Shape boundary entries
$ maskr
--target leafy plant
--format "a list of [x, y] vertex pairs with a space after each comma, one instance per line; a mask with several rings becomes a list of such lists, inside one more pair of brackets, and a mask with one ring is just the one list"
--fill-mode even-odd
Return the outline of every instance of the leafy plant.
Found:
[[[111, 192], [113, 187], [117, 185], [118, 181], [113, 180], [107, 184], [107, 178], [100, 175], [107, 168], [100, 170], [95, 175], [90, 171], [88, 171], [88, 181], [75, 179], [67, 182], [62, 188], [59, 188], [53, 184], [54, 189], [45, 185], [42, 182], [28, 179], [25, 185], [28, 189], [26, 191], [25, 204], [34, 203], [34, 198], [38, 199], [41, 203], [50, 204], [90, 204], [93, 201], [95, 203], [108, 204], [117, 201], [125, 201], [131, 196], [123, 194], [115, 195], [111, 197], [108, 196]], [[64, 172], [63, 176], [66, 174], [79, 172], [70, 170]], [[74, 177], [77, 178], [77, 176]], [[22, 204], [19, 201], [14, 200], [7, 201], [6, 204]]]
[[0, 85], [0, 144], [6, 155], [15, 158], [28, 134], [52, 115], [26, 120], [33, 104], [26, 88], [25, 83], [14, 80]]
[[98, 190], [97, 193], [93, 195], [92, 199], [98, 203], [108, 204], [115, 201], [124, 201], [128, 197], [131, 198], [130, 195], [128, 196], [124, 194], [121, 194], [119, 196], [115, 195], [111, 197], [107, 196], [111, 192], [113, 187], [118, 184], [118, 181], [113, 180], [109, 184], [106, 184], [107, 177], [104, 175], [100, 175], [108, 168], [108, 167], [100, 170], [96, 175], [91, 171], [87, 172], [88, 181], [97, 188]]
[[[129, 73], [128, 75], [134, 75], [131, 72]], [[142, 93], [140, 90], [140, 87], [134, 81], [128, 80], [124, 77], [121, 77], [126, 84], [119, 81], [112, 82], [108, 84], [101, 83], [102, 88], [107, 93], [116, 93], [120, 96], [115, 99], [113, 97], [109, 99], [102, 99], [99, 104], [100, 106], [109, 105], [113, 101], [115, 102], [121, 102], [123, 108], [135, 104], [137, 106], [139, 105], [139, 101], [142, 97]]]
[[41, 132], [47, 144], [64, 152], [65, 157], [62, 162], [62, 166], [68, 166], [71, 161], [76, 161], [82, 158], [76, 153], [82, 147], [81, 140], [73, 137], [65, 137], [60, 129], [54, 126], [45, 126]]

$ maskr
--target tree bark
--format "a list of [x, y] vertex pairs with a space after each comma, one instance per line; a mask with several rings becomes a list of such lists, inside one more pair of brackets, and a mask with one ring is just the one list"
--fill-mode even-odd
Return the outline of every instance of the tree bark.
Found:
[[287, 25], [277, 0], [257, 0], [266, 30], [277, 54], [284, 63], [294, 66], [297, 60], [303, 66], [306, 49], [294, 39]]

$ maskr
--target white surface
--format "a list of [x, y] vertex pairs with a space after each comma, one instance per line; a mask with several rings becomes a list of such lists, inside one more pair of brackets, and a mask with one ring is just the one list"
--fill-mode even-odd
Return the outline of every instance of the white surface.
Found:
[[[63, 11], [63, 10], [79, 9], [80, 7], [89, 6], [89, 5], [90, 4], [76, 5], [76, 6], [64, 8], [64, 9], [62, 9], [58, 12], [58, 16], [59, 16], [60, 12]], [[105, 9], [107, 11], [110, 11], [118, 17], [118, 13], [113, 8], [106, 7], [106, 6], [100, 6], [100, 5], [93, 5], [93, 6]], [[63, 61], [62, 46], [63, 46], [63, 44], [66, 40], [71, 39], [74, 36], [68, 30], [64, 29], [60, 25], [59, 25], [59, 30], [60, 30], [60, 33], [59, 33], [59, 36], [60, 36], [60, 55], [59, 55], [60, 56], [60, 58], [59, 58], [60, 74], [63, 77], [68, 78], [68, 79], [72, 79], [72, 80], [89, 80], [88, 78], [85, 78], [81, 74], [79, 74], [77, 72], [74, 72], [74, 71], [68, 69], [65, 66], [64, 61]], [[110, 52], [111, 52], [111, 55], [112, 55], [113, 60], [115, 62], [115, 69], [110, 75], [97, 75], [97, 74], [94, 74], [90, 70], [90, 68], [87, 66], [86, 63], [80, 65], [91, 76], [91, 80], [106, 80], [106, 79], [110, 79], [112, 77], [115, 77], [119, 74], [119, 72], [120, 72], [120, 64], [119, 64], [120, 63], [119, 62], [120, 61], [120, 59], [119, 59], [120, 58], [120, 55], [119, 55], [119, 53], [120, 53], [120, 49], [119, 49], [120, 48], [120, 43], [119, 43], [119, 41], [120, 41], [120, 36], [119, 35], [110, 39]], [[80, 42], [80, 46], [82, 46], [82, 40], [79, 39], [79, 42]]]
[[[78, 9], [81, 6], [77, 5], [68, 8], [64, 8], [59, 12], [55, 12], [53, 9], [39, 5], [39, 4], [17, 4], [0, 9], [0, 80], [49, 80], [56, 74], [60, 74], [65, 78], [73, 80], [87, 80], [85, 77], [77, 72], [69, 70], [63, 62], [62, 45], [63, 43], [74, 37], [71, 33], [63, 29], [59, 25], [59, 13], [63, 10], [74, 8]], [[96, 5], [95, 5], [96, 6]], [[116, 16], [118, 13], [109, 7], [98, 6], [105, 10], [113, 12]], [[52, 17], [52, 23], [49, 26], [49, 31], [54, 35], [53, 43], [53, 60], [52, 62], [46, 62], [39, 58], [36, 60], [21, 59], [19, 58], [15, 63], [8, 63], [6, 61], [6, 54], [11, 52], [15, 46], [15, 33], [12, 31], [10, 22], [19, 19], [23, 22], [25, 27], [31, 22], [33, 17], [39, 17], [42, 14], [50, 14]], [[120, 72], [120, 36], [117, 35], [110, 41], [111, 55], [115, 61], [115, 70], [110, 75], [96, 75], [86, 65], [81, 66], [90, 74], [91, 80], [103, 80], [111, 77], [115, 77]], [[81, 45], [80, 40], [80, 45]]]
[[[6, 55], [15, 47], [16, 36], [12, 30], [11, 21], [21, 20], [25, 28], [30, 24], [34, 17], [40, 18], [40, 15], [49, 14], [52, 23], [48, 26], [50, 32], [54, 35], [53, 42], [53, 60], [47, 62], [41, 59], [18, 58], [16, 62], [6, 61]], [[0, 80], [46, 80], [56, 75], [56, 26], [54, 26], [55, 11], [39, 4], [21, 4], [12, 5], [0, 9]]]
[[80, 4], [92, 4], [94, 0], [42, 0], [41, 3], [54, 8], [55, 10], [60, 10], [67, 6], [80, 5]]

# WHAT IS EXPECTED
Reproduce everything from the start of the lines down to the line containing "201], [6, 204]]]", both ends included, adding 26 to every coordinate value in the answers.

# OUTPUT OF THE EXERCISE
$ maskr
--target leafy plant
--format "a list of [x, y] vertex pairs with a space after each comma, one instance per line; a mask with several rings becomes a list of such lists, inside one more pair of brackets, and a mask with one ring is just the one list"
--fill-mode even-odd
Return the outline of every instance of the leafy plant.
Found:
[[[137, 218], [139, 213], [143, 211], [144, 207], [139, 206], [133, 210], [133, 204], [126, 201], [133, 194], [126, 196], [121, 201], [116, 197], [114, 197], [114, 207], [101, 205], [93, 208], [88, 214], [85, 214], [79, 210], [80, 215], [71, 211], [68, 208], [54, 205], [51, 211], [54, 215], [52, 217], [51, 230], [60, 229], [60, 224], [64, 225], [67, 229], [76, 230], [116, 230], [119, 227], [121, 229], [134, 230], [143, 227], [151, 227], [157, 222], [149, 220], [141, 221], [137, 223], [134, 222]], [[90, 198], [89, 202], [92, 200], [105, 198], [96, 196]], [[100, 203], [103, 204], [103, 202]], [[48, 230], [45, 227], [40, 226], [33, 227], [32, 230]]]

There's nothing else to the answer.